Report how many lines in the records hold the string "below"; give the number and nothing else.

##### Information given

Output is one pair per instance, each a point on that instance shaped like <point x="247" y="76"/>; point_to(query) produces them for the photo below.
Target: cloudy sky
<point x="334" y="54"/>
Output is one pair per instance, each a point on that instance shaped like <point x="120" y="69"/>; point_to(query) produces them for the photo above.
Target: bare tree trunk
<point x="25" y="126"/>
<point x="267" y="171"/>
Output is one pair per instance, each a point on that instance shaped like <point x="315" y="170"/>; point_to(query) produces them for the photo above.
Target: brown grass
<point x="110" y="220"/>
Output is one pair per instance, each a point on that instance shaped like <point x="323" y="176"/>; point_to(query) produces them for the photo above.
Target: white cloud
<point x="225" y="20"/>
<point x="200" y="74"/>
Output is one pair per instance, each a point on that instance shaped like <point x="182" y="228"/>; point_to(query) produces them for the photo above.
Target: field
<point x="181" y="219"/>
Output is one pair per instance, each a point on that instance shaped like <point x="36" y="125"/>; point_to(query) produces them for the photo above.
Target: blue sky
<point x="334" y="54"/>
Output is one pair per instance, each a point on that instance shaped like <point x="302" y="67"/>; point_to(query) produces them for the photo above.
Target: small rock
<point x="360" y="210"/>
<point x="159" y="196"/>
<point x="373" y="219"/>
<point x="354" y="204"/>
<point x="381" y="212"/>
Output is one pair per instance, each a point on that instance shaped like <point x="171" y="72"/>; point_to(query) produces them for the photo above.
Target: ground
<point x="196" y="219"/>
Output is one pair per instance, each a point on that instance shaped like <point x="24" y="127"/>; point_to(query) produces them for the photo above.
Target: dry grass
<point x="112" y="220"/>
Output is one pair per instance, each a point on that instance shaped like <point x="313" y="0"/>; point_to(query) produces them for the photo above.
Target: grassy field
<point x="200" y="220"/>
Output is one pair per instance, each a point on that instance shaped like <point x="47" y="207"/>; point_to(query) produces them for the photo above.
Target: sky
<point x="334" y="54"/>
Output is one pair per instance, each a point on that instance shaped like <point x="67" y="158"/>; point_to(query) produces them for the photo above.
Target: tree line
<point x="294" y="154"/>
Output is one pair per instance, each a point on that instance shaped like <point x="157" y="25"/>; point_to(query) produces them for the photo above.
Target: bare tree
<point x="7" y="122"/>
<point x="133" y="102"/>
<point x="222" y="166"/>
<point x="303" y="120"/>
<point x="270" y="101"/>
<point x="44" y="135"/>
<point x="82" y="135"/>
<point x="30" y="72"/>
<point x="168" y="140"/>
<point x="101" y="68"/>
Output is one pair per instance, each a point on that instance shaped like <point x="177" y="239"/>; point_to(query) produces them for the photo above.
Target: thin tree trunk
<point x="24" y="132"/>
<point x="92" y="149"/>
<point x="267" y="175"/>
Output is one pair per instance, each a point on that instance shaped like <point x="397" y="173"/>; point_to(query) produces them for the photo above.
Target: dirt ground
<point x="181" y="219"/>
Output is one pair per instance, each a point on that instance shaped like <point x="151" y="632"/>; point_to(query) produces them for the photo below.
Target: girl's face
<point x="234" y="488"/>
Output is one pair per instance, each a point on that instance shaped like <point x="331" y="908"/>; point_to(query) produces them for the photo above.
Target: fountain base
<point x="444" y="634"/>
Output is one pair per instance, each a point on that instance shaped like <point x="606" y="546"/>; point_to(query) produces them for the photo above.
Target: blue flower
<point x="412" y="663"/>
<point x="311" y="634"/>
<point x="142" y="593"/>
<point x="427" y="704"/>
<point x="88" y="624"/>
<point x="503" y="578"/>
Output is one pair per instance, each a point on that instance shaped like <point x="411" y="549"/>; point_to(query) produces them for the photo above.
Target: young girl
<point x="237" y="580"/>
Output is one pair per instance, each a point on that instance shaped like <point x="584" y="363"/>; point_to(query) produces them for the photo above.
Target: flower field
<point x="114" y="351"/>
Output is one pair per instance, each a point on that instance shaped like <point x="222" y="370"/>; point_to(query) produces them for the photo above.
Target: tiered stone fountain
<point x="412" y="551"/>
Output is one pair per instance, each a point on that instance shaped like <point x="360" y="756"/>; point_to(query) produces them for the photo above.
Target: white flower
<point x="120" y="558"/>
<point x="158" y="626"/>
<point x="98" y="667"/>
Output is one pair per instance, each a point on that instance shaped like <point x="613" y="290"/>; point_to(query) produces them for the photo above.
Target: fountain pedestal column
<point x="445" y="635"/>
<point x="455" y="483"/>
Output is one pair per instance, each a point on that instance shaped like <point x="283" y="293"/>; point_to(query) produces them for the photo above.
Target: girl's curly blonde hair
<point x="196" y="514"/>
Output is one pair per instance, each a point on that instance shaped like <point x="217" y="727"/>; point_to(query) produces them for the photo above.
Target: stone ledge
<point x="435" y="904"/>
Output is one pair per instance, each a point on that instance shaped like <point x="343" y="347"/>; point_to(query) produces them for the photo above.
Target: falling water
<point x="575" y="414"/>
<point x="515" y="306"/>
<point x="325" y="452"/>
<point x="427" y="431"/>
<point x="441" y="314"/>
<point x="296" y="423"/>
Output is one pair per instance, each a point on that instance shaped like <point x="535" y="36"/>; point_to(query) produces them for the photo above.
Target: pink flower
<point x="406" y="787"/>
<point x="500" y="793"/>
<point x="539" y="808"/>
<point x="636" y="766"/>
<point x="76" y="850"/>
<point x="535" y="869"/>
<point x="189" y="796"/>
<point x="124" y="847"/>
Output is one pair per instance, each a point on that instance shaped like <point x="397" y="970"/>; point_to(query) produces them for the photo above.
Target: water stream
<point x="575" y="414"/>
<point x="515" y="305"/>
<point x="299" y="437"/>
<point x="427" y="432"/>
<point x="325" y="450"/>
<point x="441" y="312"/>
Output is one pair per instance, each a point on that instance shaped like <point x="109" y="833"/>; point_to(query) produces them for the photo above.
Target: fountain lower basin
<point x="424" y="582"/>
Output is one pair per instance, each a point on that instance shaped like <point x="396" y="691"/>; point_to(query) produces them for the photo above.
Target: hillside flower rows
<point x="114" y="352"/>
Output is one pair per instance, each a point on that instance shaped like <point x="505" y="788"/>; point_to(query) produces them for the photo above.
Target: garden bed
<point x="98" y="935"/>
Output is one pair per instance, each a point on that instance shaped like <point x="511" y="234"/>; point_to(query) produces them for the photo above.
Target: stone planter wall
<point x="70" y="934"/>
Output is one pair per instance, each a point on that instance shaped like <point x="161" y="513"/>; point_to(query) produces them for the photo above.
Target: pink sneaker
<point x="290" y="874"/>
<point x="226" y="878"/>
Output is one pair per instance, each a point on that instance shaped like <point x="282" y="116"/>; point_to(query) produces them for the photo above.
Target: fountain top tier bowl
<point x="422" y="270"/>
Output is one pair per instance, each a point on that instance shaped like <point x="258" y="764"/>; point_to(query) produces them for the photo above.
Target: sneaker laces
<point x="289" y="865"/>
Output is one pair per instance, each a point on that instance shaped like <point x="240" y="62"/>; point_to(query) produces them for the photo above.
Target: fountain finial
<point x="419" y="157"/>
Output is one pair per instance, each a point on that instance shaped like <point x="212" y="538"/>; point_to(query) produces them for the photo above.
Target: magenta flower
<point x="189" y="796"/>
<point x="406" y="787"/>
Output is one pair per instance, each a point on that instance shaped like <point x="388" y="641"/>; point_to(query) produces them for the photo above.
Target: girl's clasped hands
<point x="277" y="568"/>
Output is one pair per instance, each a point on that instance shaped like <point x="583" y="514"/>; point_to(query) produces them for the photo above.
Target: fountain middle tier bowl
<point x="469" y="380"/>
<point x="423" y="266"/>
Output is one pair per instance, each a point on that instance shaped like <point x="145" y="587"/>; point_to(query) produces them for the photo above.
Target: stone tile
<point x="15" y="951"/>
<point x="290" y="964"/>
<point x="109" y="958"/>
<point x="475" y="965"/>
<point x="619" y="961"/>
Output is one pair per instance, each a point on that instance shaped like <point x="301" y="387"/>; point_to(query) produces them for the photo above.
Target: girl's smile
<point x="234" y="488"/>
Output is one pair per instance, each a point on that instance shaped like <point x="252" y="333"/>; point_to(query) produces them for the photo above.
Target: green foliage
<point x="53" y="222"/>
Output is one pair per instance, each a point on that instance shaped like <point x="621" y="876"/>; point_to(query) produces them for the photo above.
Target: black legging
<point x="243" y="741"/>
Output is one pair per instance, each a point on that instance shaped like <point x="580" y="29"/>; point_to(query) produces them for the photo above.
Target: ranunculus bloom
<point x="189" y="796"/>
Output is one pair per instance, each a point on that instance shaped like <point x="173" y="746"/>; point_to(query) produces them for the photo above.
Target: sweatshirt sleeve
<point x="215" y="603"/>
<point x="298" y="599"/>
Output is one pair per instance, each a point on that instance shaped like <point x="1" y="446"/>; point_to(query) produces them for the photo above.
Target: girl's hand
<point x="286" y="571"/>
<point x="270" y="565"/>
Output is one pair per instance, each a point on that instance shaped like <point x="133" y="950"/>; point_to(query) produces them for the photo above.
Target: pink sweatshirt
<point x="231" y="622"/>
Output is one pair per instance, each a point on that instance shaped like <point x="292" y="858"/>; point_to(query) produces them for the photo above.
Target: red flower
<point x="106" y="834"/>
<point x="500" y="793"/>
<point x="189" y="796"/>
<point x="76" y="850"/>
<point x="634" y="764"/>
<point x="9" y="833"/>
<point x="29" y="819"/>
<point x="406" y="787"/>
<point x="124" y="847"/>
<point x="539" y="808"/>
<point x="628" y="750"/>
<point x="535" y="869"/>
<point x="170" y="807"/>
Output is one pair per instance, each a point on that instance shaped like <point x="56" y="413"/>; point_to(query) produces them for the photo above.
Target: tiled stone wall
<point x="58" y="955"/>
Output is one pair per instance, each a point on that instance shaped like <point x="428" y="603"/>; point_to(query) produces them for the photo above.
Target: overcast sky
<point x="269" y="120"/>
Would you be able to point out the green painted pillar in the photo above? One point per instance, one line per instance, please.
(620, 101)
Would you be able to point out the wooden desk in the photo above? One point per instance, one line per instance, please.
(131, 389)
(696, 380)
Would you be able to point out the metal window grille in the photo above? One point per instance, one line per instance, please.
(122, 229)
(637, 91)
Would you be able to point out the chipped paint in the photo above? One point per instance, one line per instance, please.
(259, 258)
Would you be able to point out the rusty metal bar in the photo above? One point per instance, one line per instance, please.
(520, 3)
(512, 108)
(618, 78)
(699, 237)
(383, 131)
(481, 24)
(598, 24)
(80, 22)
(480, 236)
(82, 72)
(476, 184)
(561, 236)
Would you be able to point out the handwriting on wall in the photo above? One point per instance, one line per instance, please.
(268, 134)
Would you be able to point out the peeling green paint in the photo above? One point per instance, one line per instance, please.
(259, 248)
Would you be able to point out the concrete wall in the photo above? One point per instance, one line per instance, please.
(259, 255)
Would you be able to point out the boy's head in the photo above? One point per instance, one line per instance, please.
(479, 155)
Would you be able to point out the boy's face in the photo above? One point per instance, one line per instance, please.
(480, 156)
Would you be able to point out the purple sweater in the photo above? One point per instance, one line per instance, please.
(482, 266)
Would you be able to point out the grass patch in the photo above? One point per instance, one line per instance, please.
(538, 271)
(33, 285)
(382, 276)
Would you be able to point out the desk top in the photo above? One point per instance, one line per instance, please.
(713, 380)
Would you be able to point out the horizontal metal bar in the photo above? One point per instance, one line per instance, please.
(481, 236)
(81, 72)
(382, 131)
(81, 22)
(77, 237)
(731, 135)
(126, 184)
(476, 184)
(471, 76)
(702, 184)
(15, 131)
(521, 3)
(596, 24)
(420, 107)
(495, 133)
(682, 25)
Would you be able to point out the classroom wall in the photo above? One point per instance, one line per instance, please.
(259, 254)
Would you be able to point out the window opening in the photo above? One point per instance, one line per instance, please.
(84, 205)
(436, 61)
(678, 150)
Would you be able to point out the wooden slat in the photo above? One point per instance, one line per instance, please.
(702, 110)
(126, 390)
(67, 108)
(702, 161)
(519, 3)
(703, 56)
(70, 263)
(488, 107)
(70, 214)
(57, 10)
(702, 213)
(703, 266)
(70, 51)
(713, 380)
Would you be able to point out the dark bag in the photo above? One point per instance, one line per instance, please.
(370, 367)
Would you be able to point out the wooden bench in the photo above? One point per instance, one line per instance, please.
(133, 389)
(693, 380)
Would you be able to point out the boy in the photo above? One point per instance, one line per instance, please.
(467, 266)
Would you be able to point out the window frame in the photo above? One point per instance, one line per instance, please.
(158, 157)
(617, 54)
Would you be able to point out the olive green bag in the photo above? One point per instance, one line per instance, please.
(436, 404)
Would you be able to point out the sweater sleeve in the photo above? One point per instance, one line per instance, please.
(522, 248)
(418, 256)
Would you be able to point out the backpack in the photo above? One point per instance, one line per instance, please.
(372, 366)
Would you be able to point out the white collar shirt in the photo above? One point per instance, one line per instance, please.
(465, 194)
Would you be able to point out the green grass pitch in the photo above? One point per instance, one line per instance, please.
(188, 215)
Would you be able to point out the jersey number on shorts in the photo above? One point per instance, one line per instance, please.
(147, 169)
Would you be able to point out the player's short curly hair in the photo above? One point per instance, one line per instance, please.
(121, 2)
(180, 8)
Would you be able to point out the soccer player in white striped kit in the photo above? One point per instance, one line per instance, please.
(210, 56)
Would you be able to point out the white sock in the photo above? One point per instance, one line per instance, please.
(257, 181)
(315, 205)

##########

Finished exercise: 2